Juego compulsivo de espejos, trastrueque febril de máscaras e identidades, en definitiva, para que la conciencia pueda deslindarse de todo precepto moral, por medio de la imaginación, realizando un trabajo semejante al del sueño, liberando de toda responsabilidad social la fantasía, confundiendo nuestros más secretos deseos con las historias que nos permiten escapar de la realidad: un exorcismo que el chamán realiza, en calidad de poeta, operando con símbolos atemporales de origen metafísico, para sanar el inconsciente colectivo de la tribu y para su propia psique individual. El cine es un lenguaje prometeico, universal, de rebelión y de liberación, un jardín privado en cuyo tenebroso fondo existe una inmensa laguna en cuya parte sumergida nos bañamos todos, de donde es posible extraer una iluminación personal y tal vez colectiva que actualiza de un conjunto de arquetipos atemporales al siglo XX.

Lindsay siempre sostuvo una ambigüedad totalmente intencional acerca del apego a la realidad de aquello que había soñado. Como si el fruto de sus visiones se correspondiera con un pasado auténtico, pero desconocido; algo a lo que tal vez ella pudo acceder en la infancia, quizás en sus visiones de juventud, y a lo que más tarde regresó cuando estuvo lista para transcribirlo negro sobre blanco. Una leyenda real de fantasmas. Por supuesto, la carga simbólica de la historia, que sobrevive y se potencia en su adaptación al cine, reside en el cronotopo: en el espacio físico que gracias al cine puede ser inmortalizado por lo que llamaremos “la técnica de esculpir en el tiempo”. La propia idea de la ascensión por el templo rocoso de la Naturaleza ya está cargada de una connotación espiritual evidente.

(Datos de origen)
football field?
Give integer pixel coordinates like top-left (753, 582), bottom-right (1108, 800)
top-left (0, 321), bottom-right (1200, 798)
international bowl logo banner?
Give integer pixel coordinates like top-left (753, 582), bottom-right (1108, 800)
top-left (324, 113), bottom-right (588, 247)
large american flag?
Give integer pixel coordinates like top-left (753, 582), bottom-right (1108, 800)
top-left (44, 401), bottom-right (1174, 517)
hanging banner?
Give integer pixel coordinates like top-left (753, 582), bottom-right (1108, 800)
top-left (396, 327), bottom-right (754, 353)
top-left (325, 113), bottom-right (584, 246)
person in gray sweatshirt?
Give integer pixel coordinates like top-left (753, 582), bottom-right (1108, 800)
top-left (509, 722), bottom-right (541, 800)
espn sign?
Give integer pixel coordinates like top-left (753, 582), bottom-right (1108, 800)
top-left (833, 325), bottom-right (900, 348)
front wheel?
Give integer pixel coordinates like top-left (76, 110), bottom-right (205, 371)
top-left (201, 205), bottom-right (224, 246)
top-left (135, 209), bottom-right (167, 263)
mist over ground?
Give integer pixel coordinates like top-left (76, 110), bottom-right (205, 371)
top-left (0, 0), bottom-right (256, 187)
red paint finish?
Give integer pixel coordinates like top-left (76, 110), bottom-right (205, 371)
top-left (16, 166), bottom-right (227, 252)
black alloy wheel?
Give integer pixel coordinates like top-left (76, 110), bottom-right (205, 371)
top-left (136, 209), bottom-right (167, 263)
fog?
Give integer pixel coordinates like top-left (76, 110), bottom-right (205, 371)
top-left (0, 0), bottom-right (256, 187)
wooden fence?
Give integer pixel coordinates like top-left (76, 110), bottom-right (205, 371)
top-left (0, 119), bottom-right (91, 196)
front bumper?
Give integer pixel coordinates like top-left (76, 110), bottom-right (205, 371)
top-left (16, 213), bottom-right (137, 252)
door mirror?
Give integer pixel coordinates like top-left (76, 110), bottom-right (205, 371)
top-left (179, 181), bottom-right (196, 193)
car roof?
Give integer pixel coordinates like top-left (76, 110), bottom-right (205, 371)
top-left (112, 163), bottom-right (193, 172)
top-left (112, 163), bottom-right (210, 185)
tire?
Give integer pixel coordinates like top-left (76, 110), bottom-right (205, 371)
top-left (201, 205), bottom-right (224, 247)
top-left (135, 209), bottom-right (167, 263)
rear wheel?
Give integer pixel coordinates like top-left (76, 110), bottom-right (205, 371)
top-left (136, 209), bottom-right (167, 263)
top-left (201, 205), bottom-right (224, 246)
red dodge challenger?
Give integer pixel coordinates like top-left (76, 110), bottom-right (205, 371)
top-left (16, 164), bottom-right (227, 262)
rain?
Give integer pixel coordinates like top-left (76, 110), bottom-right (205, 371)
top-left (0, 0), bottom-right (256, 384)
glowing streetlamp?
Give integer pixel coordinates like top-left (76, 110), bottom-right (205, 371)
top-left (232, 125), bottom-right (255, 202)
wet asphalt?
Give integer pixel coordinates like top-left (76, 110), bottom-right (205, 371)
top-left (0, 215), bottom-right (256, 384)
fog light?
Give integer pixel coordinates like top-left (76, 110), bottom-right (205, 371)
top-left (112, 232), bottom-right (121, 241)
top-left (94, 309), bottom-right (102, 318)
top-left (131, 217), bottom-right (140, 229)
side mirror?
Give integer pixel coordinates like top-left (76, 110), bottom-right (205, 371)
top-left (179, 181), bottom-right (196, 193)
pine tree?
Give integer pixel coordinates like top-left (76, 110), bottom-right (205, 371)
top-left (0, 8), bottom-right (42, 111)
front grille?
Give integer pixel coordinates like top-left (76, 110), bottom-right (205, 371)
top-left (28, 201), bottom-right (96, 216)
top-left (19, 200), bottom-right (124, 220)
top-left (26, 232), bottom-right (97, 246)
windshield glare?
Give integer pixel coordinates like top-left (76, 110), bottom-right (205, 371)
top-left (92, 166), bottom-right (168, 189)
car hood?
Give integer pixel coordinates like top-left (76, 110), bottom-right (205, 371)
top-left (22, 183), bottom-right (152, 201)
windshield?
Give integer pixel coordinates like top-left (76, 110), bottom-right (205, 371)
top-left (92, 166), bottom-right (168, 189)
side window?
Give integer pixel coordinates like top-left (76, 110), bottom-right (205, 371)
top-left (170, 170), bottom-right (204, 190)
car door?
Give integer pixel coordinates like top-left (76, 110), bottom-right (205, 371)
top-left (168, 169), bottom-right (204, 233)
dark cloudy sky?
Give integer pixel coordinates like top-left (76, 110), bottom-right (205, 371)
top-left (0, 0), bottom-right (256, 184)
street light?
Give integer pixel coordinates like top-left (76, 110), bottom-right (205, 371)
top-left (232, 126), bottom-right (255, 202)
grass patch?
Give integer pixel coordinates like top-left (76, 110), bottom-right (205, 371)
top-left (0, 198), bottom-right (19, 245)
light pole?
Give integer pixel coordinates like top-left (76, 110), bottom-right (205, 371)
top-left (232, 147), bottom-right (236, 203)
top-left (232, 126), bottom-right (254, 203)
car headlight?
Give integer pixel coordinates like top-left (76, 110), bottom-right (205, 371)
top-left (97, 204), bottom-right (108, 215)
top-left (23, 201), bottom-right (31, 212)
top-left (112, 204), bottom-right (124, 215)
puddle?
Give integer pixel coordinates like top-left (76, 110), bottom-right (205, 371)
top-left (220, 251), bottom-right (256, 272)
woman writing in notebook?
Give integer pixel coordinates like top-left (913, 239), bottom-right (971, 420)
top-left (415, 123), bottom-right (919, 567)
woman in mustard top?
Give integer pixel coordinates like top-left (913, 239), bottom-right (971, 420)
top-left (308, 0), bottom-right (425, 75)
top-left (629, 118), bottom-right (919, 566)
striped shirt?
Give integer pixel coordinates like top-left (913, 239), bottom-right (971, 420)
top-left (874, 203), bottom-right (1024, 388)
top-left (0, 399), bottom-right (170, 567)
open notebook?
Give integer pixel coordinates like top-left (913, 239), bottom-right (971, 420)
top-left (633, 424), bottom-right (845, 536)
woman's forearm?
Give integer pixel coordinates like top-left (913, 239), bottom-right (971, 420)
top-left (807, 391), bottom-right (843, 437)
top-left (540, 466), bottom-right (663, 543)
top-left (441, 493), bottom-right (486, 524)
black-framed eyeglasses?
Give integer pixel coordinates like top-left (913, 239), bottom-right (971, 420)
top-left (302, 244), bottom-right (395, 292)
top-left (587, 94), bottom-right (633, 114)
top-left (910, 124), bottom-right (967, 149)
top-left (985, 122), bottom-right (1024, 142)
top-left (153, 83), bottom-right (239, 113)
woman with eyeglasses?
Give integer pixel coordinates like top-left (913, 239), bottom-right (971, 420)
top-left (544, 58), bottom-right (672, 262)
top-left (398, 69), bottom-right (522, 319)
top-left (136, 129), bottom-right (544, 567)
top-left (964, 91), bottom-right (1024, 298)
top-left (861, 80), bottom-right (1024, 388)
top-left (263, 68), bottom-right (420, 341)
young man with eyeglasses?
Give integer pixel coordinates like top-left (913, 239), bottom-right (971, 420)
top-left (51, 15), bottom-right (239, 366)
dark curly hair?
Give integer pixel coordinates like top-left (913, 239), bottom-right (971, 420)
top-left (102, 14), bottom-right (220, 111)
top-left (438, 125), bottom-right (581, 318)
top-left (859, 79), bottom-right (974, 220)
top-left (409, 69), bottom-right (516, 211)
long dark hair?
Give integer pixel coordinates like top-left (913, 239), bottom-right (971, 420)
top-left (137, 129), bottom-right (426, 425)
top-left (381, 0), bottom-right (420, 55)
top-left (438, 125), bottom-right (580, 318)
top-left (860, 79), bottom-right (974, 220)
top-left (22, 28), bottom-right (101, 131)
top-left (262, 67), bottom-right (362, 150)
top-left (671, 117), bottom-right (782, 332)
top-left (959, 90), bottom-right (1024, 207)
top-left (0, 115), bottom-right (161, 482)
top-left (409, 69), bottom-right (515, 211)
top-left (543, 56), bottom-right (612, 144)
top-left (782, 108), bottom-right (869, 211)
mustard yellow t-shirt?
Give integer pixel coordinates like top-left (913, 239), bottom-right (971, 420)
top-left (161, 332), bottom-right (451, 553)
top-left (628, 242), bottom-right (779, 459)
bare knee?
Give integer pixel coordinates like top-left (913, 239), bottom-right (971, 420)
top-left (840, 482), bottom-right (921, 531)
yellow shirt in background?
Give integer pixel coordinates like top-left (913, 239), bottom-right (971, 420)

(Lo que se pide) Cita del fragmento sobre el cine todo lo que va desde "Lindsay siempre sostuvo" hasta "connotación espiritual evidente.", sin cambiar ni una palabra.

(Resultado)
Lindsay siempre sostuvo una ambigüedad totalmente intencional acerca del apego a la realidad de aquello que había soñado. Como si el fruto de sus visiones se correspondiera con un pasado auténtico, pero desconocido; algo a lo que tal vez ella pudo acceder en la infancia, quizás en sus visiones de juventud, y a lo que más tarde regresó cuando estuvo lista para transcribirlo negro sobre blanco. Una leyenda real de fantasmas. Por supuesto, la carga simbólica de la historia, que sobrevive y se potencia en su adaptación al cine, reside en el cronotopo: en el espacio físico que gracias al cine puede ser inmortalizado por lo que llamaremos “la técnica de esculpir en el tiempo”. La propia idea de la ascensión por el templo rocoso de la Naturaleza ya está cargada de una connotación espiritual evidente.